== INSTRUCTIONS FOR THE TASK ==
Copy the rows from the one containing "task | place a point on the grass field, one" up to and including the one containing "x=169, y=139", changing "rocky cliff face" to "stone cliff face" and leaving everything else unchanged. Omit the pictures from your answer.

- - - - -

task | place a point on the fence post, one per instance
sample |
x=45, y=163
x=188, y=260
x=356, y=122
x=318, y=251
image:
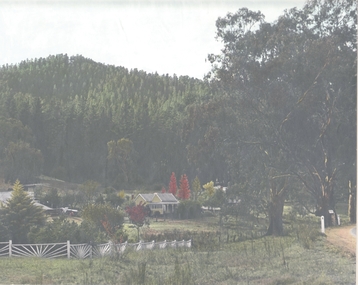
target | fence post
x=10, y=248
x=68, y=249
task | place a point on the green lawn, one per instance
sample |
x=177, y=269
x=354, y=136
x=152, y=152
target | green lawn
x=268, y=260
x=302, y=256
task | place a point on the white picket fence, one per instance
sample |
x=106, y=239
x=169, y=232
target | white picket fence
x=81, y=251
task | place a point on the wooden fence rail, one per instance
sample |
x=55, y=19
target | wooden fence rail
x=81, y=251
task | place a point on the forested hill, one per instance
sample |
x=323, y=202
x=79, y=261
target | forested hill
x=59, y=113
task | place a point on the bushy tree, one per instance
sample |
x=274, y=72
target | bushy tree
x=184, y=190
x=19, y=214
x=104, y=217
x=173, y=184
x=196, y=188
x=189, y=209
x=137, y=215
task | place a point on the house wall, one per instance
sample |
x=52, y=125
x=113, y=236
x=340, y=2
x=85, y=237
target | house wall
x=139, y=199
x=156, y=199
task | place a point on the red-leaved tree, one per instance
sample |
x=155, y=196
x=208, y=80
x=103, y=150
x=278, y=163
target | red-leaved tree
x=184, y=190
x=173, y=184
x=137, y=215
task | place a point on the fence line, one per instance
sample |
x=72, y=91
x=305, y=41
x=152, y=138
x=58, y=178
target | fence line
x=82, y=251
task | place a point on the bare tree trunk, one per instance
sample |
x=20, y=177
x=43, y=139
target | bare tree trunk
x=275, y=215
x=277, y=201
x=352, y=203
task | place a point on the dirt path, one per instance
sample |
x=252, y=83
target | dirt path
x=342, y=238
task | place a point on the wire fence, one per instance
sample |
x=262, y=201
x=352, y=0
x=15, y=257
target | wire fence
x=82, y=251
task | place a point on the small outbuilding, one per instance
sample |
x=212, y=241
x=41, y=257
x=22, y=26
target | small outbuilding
x=158, y=203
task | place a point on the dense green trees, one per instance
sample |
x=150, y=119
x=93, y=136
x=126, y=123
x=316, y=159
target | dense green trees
x=275, y=117
x=19, y=214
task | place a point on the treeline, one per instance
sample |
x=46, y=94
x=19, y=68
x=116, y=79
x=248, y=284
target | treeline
x=59, y=114
x=275, y=116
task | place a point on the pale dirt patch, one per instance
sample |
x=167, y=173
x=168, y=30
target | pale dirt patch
x=341, y=238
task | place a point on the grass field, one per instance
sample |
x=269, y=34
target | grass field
x=303, y=256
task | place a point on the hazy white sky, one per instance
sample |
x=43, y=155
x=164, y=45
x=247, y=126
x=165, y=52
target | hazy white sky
x=167, y=36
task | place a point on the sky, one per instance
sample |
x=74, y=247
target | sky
x=163, y=36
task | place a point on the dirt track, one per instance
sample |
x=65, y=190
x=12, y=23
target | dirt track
x=342, y=238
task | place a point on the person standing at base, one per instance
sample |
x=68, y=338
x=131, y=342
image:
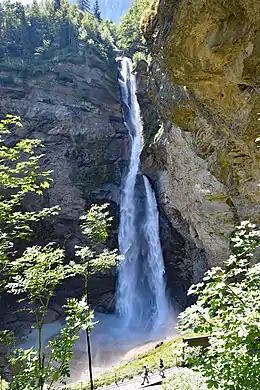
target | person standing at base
x=145, y=375
x=161, y=369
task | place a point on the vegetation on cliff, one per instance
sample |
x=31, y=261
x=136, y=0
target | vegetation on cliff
x=228, y=309
x=130, y=38
x=34, y=37
x=33, y=274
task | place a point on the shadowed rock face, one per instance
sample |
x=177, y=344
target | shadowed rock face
x=204, y=80
x=75, y=110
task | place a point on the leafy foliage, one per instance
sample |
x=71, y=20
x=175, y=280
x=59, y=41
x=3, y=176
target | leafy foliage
x=37, y=36
x=20, y=174
x=185, y=379
x=34, y=276
x=130, y=38
x=228, y=308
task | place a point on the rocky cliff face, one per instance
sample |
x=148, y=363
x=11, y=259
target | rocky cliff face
x=204, y=80
x=75, y=110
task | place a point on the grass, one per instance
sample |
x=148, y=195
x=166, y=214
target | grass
x=185, y=379
x=170, y=352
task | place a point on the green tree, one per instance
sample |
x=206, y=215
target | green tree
x=34, y=276
x=228, y=309
x=84, y=5
x=130, y=38
x=20, y=174
x=96, y=10
x=93, y=258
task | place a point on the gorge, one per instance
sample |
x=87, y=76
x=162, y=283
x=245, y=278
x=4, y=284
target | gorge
x=169, y=139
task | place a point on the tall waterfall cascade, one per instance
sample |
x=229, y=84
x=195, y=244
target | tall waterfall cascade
x=141, y=297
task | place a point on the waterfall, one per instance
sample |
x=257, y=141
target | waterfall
x=141, y=299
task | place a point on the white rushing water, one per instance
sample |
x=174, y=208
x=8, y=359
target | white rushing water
x=141, y=297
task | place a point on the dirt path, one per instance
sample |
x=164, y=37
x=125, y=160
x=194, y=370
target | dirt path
x=155, y=382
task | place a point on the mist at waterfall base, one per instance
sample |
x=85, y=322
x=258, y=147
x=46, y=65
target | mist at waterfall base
x=143, y=312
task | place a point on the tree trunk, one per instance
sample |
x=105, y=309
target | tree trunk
x=89, y=361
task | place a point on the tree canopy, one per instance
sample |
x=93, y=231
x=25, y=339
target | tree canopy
x=53, y=30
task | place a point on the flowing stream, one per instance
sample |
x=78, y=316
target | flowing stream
x=143, y=312
x=141, y=298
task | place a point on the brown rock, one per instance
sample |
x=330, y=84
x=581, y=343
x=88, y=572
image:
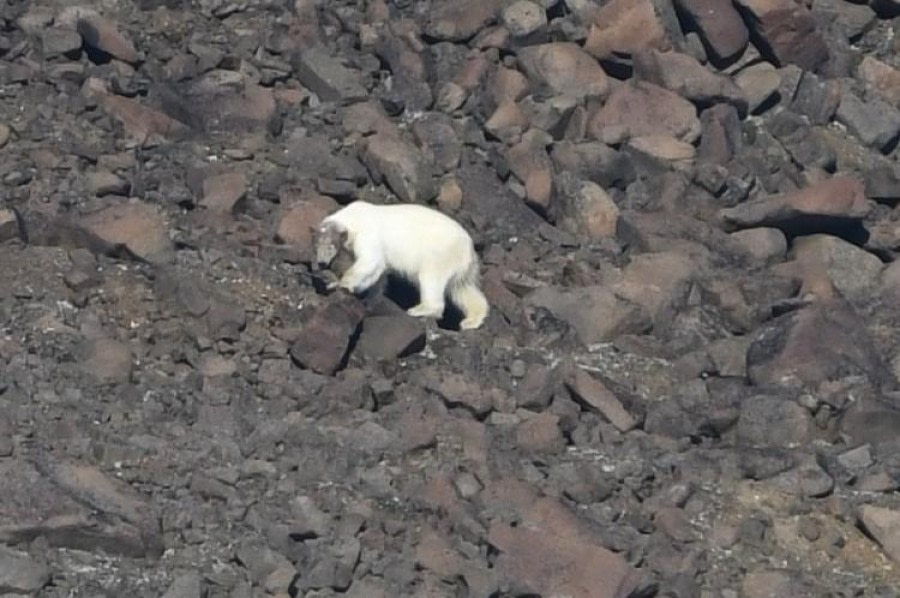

- - - - -

== ANSWER TO THIS EXERCISE ==
task | place a point on the grass field, one per instance
sample |
x=269, y=34
target | grass field
x=303, y=256
task | place a point on the hazy white sky, one per instance
sample |
x=43, y=155
x=164, y=45
x=247, y=126
x=165, y=52
target | hazy white sky
x=167, y=36
task | place a point on the sky, one per instance
sample |
x=74, y=247
target | sky
x=163, y=36
task | place a point on the dirt track, one per instance
sample |
x=65, y=190
x=12, y=23
target | dirt track
x=342, y=238
task | place a point on the person standing at base, one per instance
sample |
x=68, y=338
x=131, y=342
image:
target | person standing at base
x=145, y=375
x=161, y=369
task | place a point on the vegetation on cliff, one per instance
sample |
x=31, y=261
x=136, y=0
target | vegetation on cliff
x=228, y=309
x=130, y=38
x=34, y=37
x=33, y=274
task | place a point on the shadowed rock face, one per instance
sample |
x=177, y=344
target | shadowed rock face
x=204, y=80
x=75, y=110
task | place a point on the leafy foliage, one per instance
sample |
x=71, y=20
x=175, y=280
x=59, y=41
x=3, y=176
target | leafy foliage
x=37, y=36
x=20, y=174
x=185, y=379
x=34, y=276
x=130, y=38
x=228, y=308
task | place a point on the stone cliff face, one per instance
sample |
x=148, y=363
x=11, y=259
target | stone cliff face
x=204, y=80
x=75, y=110
task | place a point on the grass, one per instance
sample |
x=148, y=195
x=166, y=214
target | grass
x=185, y=379
x=170, y=352
task | place a point on the green tree, one per instance
sample |
x=206, y=215
target | green tree
x=34, y=276
x=228, y=309
x=84, y=5
x=130, y=38
x=20, y=174
x=96, y=10
x=93, y=258
task | place a point on the gorge, one per instance
sample |
x=87, y=76
x=162, y=283
x=245, y=278
x=4, y=284
target | gorge
x=169, y=139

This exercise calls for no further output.